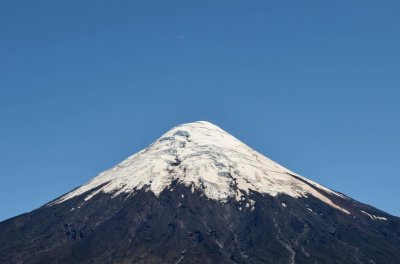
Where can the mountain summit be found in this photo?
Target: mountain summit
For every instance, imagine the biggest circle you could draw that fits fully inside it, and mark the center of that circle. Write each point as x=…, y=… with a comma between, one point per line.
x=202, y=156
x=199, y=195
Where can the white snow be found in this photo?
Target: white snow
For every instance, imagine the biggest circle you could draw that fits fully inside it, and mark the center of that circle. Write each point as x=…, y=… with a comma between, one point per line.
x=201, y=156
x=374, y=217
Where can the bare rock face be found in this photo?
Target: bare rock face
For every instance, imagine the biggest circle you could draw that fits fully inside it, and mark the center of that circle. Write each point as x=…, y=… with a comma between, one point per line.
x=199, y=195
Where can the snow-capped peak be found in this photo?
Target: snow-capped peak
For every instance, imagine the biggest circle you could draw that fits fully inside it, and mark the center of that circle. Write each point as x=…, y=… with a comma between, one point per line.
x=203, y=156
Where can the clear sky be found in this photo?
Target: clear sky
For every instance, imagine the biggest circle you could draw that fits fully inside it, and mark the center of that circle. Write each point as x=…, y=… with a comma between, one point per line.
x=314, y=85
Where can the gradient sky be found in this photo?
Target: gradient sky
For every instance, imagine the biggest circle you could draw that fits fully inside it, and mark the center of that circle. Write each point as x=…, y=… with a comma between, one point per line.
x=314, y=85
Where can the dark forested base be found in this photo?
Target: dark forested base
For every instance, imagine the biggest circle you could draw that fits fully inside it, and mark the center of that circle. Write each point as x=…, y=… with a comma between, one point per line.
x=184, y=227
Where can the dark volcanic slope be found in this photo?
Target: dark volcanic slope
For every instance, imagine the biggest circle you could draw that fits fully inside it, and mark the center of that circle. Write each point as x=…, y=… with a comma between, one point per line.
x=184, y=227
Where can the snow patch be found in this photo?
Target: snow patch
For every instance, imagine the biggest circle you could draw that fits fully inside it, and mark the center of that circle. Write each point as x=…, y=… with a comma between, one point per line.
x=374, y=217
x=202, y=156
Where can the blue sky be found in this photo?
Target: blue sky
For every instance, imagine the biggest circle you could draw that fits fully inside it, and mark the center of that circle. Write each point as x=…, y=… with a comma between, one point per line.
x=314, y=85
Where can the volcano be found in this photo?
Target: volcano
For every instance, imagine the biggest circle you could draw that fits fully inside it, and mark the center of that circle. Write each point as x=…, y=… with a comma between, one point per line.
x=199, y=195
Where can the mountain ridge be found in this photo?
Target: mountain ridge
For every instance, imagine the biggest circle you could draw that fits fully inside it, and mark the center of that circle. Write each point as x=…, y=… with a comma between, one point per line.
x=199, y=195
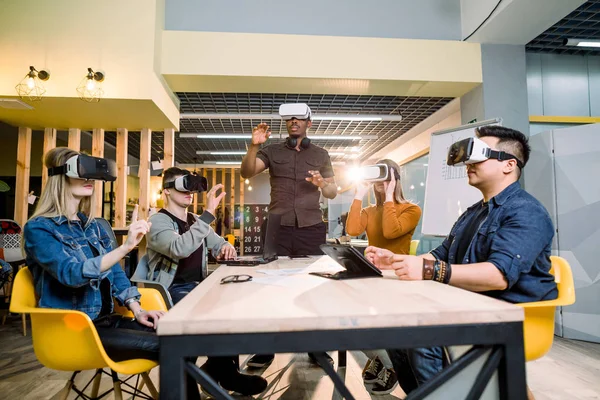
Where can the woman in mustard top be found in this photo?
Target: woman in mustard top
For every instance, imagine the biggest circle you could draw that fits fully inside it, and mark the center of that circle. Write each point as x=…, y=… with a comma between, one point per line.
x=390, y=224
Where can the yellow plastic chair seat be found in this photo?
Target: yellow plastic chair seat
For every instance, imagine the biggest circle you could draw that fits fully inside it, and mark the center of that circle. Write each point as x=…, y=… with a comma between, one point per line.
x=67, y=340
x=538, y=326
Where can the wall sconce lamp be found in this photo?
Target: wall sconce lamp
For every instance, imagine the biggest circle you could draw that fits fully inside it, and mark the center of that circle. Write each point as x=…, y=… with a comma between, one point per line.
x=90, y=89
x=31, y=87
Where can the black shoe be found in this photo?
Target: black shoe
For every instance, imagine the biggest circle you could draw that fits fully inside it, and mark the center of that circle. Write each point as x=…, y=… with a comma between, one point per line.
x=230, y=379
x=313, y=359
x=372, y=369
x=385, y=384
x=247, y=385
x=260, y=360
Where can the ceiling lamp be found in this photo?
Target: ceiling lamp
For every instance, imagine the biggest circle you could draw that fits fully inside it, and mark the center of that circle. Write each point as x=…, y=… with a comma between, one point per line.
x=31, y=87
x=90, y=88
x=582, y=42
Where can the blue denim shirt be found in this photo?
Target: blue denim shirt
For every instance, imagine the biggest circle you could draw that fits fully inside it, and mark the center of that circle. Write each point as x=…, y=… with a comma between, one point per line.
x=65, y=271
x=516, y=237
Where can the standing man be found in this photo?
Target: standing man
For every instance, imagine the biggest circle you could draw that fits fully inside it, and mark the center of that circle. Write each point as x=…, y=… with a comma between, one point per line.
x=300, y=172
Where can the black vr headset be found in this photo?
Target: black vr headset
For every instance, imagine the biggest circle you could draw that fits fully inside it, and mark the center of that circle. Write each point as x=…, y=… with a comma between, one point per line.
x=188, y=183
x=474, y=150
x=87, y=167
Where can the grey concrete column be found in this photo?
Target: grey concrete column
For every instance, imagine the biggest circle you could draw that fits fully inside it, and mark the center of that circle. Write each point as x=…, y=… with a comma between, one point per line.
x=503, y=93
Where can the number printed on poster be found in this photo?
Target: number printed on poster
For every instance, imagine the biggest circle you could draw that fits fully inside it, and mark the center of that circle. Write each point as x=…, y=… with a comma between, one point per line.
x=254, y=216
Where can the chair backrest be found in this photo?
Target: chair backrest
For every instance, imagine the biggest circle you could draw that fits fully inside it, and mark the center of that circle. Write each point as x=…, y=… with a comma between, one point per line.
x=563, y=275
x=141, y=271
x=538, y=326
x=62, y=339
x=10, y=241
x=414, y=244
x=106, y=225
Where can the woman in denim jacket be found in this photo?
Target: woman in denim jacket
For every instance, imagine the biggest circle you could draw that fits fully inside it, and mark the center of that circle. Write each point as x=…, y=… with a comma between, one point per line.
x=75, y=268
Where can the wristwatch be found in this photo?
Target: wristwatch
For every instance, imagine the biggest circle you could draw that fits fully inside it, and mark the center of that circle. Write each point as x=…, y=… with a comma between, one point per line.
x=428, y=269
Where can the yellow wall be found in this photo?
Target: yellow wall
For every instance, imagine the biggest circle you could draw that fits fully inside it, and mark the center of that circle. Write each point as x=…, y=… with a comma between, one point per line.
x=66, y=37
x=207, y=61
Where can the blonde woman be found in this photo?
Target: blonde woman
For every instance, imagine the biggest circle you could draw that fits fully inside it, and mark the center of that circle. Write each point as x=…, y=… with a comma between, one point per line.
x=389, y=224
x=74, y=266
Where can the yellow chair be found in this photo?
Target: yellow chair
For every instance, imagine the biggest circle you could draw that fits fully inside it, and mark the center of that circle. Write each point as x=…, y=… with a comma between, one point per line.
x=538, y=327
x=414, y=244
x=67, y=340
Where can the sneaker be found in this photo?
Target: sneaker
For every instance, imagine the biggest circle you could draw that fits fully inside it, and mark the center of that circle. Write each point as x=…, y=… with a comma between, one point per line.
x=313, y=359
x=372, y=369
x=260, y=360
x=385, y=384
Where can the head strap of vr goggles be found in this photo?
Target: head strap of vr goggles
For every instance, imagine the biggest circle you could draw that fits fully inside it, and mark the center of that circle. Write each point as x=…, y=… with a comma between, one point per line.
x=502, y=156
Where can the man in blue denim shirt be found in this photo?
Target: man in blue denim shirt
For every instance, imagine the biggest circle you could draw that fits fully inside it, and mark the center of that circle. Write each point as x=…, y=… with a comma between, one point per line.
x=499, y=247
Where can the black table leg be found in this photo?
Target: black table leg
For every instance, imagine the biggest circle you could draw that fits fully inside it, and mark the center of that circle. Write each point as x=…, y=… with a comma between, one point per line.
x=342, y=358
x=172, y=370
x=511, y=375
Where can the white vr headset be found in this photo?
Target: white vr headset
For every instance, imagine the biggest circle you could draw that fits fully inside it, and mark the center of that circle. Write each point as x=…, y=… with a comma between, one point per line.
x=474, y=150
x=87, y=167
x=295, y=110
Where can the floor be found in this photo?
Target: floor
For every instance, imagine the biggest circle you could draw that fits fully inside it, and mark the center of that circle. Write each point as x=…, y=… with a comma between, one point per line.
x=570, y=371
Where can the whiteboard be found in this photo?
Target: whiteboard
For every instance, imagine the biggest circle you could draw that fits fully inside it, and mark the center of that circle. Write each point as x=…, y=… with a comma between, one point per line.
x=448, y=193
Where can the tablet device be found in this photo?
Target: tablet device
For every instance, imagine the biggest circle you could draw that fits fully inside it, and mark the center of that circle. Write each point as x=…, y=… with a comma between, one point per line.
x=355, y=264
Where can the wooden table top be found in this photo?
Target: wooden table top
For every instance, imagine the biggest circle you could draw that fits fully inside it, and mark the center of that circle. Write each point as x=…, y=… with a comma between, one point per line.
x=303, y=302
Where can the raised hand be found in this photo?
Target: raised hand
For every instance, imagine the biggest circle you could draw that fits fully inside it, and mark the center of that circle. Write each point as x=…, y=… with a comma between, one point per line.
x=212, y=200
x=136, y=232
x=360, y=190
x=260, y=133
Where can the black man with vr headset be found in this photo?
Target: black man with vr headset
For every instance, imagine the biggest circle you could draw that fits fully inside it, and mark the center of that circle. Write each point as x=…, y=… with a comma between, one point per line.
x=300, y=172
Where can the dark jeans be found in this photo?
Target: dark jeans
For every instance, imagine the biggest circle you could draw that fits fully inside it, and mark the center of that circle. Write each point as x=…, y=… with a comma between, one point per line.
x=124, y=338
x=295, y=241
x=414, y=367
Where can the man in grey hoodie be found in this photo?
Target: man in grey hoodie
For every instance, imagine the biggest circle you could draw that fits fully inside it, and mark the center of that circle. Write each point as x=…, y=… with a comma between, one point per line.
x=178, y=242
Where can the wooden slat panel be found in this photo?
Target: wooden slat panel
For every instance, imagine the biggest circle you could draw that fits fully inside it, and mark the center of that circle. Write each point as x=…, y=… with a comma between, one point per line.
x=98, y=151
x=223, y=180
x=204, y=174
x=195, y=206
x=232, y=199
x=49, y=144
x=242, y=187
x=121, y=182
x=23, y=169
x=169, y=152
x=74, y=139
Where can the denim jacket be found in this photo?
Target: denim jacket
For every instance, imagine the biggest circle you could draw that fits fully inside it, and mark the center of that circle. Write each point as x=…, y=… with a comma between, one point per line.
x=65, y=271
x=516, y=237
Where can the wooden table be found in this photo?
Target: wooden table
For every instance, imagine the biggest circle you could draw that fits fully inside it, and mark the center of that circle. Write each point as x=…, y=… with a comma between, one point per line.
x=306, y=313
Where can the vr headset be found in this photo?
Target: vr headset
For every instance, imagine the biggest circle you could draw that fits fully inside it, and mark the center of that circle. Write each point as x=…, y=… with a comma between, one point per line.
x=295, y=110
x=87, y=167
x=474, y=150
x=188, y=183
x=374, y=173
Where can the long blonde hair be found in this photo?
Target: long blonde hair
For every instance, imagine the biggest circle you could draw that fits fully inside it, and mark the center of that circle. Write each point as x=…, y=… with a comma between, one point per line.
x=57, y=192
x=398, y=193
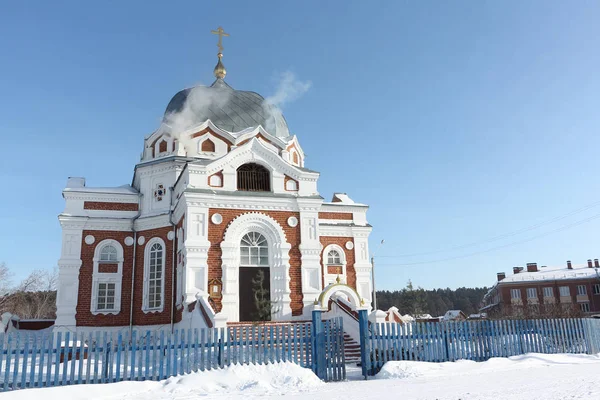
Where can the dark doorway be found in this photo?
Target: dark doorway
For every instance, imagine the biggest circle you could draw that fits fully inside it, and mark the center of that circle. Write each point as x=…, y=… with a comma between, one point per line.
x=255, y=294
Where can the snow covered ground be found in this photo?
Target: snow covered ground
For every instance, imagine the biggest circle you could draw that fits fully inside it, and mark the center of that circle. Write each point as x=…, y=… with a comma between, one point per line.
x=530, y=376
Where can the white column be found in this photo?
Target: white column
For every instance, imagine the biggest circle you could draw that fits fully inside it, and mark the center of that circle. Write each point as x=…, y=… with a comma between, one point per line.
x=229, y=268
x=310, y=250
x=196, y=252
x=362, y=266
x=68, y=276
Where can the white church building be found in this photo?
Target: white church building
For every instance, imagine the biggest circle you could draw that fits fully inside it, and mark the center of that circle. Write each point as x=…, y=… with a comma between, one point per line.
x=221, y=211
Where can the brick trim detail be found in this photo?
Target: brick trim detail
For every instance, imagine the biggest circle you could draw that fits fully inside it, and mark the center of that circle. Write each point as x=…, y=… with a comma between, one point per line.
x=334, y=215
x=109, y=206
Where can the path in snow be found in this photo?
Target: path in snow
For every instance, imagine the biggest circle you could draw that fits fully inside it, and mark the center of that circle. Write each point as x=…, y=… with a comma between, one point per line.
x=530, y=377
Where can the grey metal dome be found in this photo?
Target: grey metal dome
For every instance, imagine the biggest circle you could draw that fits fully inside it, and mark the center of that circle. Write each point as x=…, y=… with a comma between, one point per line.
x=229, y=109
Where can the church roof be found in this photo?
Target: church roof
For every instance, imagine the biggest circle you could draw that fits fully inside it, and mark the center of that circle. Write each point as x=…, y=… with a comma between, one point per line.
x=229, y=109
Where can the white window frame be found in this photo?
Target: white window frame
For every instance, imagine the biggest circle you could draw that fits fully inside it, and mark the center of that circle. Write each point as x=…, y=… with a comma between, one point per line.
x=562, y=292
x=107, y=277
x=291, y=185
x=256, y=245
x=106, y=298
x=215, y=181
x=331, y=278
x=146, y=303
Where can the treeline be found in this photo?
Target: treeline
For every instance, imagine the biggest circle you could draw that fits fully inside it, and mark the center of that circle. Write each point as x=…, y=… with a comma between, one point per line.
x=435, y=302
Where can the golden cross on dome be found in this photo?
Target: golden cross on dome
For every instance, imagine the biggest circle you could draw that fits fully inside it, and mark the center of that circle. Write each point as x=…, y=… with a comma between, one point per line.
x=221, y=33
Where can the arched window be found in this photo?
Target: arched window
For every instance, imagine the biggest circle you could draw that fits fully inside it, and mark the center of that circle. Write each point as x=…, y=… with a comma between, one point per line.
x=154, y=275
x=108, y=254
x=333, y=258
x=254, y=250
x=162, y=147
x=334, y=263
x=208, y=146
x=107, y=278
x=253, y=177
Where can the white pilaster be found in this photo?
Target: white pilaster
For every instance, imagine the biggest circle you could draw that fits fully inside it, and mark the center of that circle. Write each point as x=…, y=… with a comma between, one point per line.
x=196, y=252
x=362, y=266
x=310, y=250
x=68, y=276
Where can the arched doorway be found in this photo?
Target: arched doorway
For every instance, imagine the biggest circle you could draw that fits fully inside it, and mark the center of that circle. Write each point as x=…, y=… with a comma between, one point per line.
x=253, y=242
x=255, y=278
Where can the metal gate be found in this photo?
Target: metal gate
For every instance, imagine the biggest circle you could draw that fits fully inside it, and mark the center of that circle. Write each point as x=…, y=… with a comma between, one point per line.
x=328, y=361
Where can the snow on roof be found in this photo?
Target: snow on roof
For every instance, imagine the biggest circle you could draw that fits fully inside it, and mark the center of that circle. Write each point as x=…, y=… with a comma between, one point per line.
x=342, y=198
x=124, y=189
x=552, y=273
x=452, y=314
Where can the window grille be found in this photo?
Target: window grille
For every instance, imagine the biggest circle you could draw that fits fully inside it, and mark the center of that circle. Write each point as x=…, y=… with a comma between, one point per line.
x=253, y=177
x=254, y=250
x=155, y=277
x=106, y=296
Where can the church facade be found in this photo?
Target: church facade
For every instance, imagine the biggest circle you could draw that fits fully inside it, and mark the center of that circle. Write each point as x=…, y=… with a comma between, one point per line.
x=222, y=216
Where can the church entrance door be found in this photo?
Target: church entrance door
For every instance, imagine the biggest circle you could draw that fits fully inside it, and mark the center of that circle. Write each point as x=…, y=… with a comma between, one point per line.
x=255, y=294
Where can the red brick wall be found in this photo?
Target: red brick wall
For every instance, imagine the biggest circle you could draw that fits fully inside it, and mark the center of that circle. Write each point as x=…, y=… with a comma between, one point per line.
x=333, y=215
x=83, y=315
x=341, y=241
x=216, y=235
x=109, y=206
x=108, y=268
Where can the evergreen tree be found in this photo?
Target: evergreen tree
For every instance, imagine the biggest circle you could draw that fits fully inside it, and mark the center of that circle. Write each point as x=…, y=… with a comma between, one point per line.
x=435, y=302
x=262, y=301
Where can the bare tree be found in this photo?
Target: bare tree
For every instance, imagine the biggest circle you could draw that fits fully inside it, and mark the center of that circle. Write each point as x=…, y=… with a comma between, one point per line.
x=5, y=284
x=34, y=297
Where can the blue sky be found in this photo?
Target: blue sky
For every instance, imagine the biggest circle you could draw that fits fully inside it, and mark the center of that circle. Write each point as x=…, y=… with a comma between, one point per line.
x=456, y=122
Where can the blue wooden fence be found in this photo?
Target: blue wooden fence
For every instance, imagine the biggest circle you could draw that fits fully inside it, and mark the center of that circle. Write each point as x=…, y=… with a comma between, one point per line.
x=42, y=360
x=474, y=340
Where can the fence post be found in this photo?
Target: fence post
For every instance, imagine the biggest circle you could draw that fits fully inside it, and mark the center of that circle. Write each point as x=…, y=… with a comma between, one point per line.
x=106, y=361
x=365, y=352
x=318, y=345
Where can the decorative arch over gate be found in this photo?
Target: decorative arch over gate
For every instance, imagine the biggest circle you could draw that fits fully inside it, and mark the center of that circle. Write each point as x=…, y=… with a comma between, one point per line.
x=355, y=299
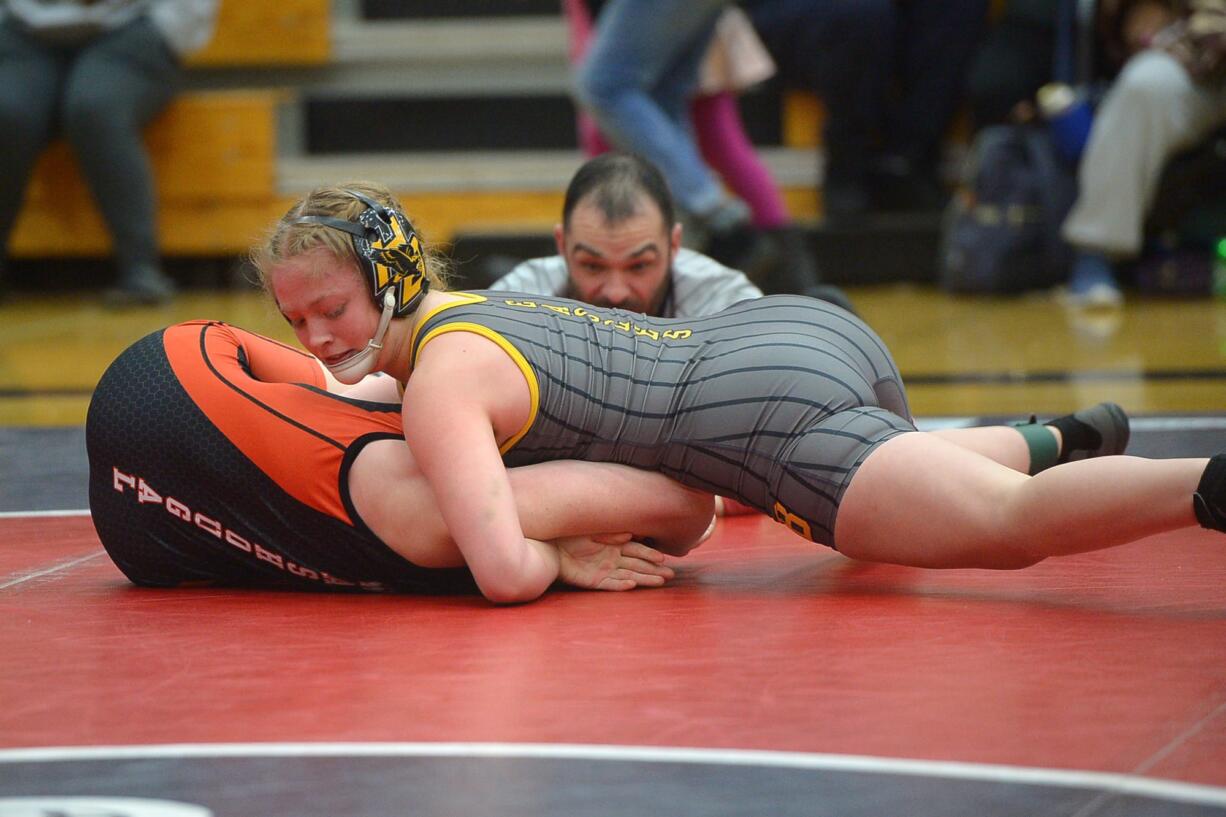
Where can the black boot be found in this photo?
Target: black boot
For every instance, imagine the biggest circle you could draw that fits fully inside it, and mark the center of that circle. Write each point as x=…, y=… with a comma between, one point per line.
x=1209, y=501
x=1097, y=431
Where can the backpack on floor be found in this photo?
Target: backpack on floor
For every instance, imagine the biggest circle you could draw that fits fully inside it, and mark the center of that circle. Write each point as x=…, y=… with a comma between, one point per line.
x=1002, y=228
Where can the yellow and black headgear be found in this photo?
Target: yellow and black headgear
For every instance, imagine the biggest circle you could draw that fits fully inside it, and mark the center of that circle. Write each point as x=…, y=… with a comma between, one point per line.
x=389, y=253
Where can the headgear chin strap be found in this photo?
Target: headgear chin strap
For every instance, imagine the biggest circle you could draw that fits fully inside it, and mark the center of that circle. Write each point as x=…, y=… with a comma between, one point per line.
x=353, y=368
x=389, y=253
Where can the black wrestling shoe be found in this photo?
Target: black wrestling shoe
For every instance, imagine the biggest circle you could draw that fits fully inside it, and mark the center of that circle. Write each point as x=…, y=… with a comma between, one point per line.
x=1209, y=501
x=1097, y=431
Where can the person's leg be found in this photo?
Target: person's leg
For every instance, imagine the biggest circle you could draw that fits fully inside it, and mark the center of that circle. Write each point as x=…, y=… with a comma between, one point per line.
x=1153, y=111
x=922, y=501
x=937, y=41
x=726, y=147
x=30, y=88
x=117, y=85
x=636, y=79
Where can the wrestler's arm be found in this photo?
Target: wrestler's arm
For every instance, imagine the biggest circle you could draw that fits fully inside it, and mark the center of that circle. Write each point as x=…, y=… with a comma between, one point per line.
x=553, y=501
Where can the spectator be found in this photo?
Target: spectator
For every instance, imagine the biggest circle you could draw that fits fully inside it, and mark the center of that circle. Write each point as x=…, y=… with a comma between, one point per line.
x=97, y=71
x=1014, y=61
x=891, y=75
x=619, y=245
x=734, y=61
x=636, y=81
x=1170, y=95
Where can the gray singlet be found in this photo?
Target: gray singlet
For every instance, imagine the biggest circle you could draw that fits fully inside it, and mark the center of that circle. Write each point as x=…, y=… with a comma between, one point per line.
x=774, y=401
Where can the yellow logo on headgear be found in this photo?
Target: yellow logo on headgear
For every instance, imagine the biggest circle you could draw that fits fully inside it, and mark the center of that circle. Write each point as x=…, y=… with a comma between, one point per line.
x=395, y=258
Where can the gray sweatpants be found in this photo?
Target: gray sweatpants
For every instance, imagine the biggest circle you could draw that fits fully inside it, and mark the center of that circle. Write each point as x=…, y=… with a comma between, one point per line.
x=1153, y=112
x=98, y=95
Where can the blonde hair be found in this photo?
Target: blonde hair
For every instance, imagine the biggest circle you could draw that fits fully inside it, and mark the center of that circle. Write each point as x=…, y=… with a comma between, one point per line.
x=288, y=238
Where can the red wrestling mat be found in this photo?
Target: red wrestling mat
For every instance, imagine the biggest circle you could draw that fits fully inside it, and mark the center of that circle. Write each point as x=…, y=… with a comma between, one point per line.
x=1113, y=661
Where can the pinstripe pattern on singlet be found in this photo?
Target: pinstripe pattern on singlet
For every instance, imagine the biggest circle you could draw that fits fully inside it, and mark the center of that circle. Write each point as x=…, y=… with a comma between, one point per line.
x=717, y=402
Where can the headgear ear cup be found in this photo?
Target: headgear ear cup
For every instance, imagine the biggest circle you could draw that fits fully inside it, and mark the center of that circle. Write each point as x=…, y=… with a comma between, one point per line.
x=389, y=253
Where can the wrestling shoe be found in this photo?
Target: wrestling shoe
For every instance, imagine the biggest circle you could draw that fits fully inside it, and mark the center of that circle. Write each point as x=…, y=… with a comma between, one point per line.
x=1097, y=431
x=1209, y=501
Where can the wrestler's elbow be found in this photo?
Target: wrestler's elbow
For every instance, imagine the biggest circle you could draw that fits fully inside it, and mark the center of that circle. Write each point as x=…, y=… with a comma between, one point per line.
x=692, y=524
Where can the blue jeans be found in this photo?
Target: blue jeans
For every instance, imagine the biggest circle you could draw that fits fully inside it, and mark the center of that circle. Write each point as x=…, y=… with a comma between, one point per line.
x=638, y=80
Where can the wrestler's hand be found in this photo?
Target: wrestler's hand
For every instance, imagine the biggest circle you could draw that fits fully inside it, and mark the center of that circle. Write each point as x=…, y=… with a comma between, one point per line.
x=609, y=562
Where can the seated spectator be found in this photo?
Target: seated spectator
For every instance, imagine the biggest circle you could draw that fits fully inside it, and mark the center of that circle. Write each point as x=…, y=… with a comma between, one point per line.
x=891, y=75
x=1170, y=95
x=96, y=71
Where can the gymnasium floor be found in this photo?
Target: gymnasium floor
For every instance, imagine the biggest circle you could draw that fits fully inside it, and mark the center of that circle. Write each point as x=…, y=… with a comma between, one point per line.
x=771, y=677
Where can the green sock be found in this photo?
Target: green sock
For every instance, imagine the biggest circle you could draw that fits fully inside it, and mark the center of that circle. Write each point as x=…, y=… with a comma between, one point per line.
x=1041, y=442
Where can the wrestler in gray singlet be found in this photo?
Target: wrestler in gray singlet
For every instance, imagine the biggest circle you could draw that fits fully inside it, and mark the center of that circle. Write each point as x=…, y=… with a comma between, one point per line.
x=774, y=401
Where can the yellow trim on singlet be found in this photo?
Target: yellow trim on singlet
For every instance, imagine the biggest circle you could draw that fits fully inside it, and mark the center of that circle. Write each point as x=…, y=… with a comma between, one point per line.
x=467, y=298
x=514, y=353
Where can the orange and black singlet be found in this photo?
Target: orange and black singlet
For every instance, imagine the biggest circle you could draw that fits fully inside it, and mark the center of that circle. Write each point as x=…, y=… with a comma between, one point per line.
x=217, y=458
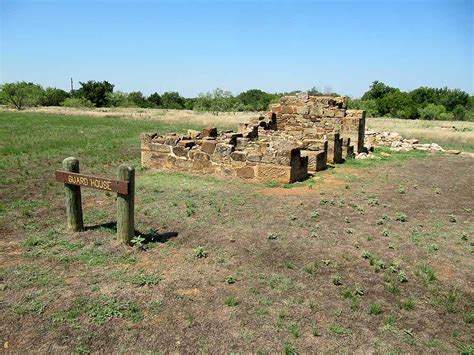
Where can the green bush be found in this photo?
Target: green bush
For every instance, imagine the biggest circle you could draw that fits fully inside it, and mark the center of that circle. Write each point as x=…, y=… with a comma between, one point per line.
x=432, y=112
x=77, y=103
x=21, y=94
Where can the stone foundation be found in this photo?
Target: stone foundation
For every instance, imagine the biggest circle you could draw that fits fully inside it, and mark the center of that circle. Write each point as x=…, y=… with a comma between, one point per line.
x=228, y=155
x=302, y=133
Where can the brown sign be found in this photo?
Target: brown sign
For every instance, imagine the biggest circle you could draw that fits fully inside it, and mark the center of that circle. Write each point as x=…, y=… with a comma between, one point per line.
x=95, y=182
= = = =
• TASK STATEMENT
Given the records above, restate word for word only the lines starting at the one with "Where can the black man" and ending at the one with "Target: black man with vr headset".

• ANSWER TO THIS EXERCISE
Where can the black man with vr headset be found in this photo?
Target: black man with vr headset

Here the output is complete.